>> Start Text passage

Natural Gas Weekly Update - Printer-Friendly Version
Natural Gas Weekly Update Text
Released: September 30, 2010 at 2:00 P.M.
Next Release: Thursday, October 7, 2010
Overview (For the Week Ending Wednesday, September 29, 2010)

  • Natural gas spot prices at most market locations in the lower 48 States decreased between 5 and 10 percent this report week (Wednesday to Wednesday, September 22–29). The week coincided with the first week of fall, a season in which demand is typically lower given the lack of extreme weather conditions across the country. During the report week, the Henry Hub spot price decreased by $0.21 per million Btu (MMBtu), or 5 percent, to $3.81 per MMBtu.

  • The price of the October futures contract at the New York Mercantile Exchange (NYMEX) at final expiration on September 28 was $3.84 per MMBtu, or about 3 cents more than the price of the contract at the end of its first day of trading as the near-month contract on August 30. The November contract finished the report week at a price of $3.96 per MMBtu, or 13 cents lower than the previous Wednesday.

  • During the week ending Friday, September 24, estimated net injections of natural gas into underground storage totaled 74 billion cubic feet (Bcf). Working natural gas in underground storage was 3,414 Bcf, which is 6.3 percent above the 5-year (2005-2009) average.

  • The West Texas Intermediate (WTI) crude oil spot price increased $4.87 per barrel during the report week. The WTI crude oil spot price averaged $77.85 per barrel yesterday (September 29), or $13.42 per MMBtu.

>> End Text passage

- [Tasks to complete]:
**A)** Answer these questions using the natural gas weekly update above:
(i) By how much did the Henry Hub spot price decrease during the report week?
(ii) At what price did the November futures contract finish the report week?
(iii) How much working natural gas was in underground storage?
**B)** List every figure in the natural gas weekly update that is stated in dollars per MMBtu.

>> Start Data section

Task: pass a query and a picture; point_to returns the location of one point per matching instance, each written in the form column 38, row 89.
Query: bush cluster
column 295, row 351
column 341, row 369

>> End Data section

- [Results]:
**A)**
(i) It decreased by $0.21 per MMBtu, or 5 percent, to $3.81 per MMBtu.
(ii) $3.96 per MMBtu.
(iii) 3,414 Bcf.

**B)** $0.21, $3.81, $3.84, $3.96, $13.42